[Coordinate annotation entries]
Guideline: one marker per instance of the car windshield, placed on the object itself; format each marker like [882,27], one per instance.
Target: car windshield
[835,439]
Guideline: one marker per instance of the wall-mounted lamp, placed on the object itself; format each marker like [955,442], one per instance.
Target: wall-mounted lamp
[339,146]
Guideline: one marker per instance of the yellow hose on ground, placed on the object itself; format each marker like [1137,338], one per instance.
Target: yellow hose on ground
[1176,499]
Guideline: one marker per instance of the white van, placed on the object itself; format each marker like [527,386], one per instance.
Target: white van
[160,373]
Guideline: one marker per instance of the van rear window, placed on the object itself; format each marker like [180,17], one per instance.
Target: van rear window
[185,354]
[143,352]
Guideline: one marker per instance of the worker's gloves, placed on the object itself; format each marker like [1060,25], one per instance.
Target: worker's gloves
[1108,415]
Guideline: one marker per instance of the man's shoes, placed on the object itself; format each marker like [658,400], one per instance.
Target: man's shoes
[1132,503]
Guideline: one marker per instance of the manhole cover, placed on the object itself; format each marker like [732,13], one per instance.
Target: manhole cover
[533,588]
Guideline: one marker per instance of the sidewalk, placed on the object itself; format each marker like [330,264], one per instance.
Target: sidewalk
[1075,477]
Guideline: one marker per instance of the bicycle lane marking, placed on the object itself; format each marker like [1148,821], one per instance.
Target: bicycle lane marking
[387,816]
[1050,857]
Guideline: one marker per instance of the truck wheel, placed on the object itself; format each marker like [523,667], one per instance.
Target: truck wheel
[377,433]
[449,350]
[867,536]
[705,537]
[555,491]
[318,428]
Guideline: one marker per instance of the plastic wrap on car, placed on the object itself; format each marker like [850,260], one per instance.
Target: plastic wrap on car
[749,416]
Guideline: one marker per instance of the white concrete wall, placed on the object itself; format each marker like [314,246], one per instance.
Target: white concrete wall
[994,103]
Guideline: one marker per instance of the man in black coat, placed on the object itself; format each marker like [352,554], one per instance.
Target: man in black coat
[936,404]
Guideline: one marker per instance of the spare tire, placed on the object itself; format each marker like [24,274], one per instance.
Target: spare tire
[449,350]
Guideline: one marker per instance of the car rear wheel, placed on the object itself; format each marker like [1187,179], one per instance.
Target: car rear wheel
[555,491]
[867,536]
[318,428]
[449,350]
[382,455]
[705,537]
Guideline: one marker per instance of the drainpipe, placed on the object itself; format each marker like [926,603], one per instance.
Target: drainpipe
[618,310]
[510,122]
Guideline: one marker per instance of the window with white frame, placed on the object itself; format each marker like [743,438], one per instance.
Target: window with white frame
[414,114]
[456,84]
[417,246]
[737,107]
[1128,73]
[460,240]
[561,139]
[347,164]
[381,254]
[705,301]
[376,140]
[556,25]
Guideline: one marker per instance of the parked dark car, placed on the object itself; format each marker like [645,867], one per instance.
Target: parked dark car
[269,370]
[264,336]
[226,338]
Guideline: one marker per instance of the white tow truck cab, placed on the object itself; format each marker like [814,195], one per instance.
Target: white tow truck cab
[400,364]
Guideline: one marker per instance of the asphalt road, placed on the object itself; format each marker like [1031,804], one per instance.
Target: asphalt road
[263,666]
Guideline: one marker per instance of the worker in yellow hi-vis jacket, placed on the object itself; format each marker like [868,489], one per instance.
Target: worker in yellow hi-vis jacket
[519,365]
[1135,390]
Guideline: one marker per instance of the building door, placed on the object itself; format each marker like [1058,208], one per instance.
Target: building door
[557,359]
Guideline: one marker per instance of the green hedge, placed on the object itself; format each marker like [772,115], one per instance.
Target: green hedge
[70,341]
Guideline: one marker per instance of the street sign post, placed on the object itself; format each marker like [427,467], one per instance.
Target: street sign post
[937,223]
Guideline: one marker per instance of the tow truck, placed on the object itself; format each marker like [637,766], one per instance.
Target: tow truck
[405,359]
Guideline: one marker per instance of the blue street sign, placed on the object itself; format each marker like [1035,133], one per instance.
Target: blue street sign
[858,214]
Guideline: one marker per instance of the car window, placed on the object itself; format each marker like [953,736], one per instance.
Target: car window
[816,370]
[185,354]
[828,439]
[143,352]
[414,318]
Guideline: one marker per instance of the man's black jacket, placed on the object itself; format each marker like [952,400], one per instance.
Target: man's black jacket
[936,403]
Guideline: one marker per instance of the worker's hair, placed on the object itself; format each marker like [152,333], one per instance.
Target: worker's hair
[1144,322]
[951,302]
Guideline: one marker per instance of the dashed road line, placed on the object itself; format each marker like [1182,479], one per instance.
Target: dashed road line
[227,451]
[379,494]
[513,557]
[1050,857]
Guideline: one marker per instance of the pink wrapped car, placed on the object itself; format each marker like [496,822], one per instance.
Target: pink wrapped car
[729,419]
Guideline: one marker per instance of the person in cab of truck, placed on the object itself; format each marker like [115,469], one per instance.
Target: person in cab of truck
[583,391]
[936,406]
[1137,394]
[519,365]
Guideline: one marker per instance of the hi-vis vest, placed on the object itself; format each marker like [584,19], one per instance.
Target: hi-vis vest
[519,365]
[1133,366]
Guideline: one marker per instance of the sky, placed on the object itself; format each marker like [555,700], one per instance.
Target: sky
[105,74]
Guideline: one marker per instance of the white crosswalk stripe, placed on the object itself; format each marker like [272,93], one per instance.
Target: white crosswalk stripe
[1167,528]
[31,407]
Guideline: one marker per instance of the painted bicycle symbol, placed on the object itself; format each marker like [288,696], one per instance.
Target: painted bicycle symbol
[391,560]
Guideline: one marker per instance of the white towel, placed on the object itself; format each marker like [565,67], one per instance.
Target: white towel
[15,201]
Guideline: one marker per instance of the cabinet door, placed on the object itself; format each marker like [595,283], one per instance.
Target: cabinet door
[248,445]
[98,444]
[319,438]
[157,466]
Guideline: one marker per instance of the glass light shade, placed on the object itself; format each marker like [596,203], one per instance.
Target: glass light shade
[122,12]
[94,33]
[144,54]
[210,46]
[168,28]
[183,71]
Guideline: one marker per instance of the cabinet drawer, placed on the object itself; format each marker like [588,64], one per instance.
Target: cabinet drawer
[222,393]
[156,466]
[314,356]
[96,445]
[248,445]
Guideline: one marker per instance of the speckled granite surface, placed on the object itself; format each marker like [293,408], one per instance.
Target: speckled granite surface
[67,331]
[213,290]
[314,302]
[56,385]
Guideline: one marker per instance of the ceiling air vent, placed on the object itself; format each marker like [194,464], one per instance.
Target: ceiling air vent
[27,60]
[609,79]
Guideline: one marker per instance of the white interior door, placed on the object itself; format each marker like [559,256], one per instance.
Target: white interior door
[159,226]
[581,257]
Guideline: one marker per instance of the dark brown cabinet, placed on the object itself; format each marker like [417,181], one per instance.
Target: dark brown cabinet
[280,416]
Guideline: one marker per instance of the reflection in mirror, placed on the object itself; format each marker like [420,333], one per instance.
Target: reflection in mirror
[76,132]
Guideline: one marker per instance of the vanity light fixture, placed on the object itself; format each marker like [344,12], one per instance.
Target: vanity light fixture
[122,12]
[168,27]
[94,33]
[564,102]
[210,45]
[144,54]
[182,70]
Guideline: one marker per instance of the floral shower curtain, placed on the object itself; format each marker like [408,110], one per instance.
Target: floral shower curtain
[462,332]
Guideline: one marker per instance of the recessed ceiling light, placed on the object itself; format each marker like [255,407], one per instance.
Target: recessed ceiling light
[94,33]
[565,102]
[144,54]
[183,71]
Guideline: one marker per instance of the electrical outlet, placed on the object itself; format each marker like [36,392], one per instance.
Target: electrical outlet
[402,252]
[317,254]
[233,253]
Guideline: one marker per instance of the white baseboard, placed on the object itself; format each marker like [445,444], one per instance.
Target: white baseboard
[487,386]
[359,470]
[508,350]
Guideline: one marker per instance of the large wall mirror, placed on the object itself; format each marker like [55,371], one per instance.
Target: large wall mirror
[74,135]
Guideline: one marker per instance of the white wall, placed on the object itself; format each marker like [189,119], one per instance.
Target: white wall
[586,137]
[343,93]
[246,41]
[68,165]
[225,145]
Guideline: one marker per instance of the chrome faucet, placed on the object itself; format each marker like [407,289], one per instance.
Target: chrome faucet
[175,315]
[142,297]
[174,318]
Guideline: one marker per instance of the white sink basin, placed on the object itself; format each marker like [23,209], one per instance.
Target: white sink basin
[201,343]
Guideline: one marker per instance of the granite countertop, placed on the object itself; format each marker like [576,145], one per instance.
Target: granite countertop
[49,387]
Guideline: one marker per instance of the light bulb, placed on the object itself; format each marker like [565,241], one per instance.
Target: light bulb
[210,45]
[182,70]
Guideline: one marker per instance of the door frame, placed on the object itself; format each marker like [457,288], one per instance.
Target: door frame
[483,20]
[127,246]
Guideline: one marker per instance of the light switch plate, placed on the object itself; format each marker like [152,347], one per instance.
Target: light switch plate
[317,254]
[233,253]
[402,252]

Instructions for the task -
Rewrite the rows above as a JSON list of strings, starting at the line containing "Guideline: one marker per instance of the door" and continuing through the last line, both included. Give one string per line and leave out blank lines.

The reply -
[
  "Guideline: one marker per instance of the door frame, placed on the object itself; format each marker like [457,288], one per instance.",
  "Target: door frame",
  "[483,20]",
  "[127,246]",
  "Guideline: one marker per instance of the light switch plate, placed on the object itself; format each marker like [152,347], one per instance.",
  "Target: light switch plate",
  "[317,254]",
  "[233,253]",
  "[402,252]"
]